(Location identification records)
------------------------------------------------------------------------

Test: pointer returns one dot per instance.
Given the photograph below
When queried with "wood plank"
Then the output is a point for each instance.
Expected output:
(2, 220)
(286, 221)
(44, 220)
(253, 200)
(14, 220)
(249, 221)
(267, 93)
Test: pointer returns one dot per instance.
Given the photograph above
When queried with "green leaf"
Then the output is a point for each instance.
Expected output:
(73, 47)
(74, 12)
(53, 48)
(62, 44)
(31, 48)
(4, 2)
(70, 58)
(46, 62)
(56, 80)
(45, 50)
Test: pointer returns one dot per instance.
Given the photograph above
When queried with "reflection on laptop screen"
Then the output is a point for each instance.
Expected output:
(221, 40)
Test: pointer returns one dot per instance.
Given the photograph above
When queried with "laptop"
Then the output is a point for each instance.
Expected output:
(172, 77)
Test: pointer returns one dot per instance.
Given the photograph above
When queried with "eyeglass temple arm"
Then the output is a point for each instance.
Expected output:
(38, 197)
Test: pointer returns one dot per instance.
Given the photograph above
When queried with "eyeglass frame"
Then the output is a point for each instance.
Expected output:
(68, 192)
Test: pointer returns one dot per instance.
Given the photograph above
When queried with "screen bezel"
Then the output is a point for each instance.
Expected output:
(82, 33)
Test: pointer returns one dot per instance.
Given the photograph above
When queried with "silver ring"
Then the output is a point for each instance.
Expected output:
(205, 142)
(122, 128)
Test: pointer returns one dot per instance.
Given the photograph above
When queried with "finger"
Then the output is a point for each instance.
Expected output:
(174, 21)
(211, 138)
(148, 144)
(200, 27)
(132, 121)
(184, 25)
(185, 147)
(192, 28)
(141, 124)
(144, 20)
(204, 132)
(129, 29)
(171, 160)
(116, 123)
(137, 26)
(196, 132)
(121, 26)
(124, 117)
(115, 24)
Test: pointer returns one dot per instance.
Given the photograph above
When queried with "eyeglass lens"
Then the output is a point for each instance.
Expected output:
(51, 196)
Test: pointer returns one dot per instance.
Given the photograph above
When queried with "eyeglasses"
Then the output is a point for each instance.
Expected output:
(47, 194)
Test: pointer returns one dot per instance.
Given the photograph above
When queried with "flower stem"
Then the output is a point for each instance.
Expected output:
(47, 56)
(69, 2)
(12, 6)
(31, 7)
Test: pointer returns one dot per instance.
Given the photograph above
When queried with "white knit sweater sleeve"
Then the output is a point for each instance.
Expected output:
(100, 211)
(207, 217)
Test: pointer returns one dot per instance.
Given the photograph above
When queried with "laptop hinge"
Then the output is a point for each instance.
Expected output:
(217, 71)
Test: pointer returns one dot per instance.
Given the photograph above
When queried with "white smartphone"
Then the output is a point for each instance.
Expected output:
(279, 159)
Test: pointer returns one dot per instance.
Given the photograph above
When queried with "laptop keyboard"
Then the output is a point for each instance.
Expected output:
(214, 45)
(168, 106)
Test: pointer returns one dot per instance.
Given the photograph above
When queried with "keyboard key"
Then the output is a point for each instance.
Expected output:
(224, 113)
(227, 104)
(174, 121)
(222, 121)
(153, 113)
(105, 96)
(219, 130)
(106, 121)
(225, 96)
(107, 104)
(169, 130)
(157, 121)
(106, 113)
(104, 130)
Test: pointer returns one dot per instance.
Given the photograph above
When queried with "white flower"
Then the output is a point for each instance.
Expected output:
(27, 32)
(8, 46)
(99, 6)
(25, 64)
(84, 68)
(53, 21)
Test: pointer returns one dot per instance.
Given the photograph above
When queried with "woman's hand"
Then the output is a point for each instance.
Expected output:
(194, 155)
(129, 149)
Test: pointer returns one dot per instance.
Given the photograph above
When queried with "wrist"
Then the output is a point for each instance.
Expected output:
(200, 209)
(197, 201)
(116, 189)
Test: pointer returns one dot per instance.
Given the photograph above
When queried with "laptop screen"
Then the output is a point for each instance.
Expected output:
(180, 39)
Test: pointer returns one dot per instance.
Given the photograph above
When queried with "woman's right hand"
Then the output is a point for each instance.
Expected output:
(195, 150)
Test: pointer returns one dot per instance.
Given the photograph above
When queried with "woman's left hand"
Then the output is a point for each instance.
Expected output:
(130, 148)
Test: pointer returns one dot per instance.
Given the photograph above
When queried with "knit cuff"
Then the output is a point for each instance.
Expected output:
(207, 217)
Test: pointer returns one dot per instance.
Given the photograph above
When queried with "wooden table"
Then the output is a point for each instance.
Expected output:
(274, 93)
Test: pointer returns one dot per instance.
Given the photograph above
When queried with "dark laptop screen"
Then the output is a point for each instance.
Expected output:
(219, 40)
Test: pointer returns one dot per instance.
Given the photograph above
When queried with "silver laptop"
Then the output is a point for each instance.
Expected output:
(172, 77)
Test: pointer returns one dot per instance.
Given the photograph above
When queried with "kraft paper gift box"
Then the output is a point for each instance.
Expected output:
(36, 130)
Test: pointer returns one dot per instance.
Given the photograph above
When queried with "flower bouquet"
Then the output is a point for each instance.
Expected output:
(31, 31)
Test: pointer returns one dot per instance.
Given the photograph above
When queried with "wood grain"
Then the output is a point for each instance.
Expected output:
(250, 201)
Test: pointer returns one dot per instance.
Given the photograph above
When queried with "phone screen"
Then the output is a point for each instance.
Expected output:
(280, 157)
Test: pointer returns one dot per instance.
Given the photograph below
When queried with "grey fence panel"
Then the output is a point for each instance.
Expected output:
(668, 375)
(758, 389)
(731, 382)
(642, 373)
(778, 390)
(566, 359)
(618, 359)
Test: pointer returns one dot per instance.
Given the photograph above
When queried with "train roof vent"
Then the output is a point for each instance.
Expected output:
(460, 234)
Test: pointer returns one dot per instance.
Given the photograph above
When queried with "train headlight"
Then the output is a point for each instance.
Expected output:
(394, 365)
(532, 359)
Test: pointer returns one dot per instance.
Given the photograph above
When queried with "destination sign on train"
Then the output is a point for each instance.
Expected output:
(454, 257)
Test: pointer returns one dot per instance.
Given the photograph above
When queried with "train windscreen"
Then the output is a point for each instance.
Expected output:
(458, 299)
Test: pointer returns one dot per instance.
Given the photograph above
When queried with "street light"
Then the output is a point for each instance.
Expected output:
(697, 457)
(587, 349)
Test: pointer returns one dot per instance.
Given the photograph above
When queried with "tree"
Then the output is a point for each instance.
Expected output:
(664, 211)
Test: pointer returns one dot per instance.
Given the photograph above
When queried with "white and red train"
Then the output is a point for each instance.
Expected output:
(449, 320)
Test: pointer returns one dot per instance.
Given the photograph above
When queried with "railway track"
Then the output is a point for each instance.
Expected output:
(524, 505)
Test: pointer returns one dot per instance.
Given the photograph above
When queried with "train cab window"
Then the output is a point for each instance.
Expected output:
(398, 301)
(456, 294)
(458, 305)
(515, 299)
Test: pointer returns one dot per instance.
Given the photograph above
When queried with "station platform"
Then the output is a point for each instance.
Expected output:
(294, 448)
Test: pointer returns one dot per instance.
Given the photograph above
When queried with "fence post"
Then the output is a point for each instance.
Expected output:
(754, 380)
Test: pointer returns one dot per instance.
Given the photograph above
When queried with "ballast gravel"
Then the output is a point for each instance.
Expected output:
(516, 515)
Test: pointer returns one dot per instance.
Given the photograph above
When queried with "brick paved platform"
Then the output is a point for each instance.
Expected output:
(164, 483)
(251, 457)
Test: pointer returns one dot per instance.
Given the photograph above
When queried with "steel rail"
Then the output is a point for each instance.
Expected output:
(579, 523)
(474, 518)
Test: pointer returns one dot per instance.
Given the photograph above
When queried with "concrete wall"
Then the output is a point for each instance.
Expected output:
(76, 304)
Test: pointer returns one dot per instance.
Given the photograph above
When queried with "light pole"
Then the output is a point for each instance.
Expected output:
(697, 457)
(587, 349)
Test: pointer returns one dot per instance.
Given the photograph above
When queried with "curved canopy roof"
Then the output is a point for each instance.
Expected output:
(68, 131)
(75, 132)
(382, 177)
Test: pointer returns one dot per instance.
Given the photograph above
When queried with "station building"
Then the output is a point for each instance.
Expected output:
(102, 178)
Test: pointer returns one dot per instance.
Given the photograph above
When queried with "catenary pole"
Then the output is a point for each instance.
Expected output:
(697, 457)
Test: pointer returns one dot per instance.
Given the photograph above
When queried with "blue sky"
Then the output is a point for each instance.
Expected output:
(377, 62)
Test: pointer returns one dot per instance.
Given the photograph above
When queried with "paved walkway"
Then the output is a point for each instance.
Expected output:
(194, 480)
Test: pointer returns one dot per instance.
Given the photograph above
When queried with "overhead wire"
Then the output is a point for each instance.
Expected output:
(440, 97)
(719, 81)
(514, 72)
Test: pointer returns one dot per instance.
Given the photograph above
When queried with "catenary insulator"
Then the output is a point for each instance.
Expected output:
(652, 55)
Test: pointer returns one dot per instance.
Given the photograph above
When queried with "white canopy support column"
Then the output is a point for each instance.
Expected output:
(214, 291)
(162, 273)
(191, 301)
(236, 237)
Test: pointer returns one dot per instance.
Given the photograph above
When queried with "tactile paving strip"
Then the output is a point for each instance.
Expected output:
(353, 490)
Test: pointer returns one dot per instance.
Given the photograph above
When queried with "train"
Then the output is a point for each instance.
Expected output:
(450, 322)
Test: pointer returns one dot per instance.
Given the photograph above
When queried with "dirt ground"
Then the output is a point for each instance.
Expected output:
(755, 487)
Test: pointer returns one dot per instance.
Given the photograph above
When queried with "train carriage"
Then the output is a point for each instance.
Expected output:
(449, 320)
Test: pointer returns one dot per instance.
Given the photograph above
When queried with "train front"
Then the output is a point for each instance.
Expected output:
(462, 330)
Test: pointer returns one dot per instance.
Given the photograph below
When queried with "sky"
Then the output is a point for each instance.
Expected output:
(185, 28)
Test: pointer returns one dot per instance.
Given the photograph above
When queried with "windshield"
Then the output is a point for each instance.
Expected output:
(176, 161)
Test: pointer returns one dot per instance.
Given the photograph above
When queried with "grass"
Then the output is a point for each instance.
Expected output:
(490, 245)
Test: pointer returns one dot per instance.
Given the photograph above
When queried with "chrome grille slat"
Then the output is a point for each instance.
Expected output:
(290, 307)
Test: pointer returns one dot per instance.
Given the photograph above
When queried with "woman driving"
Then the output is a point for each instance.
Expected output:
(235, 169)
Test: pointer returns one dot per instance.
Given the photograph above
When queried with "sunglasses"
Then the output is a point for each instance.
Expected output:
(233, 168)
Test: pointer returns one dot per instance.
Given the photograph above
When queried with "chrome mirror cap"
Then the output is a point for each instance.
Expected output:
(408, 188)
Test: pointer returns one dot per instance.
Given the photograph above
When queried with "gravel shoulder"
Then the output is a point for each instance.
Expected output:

------------------------------------------------------------------------

▸ Given exercise:
Please pick out and copy every line in the records above that contains the word "white". Case counts when matching.

▸ Response to this task:
When queried with "white knit sweater sleeve"
When queried with "white smartphone"
When queried with "white flower"
When queried with "white and red train"
When queried with "white canopy support column"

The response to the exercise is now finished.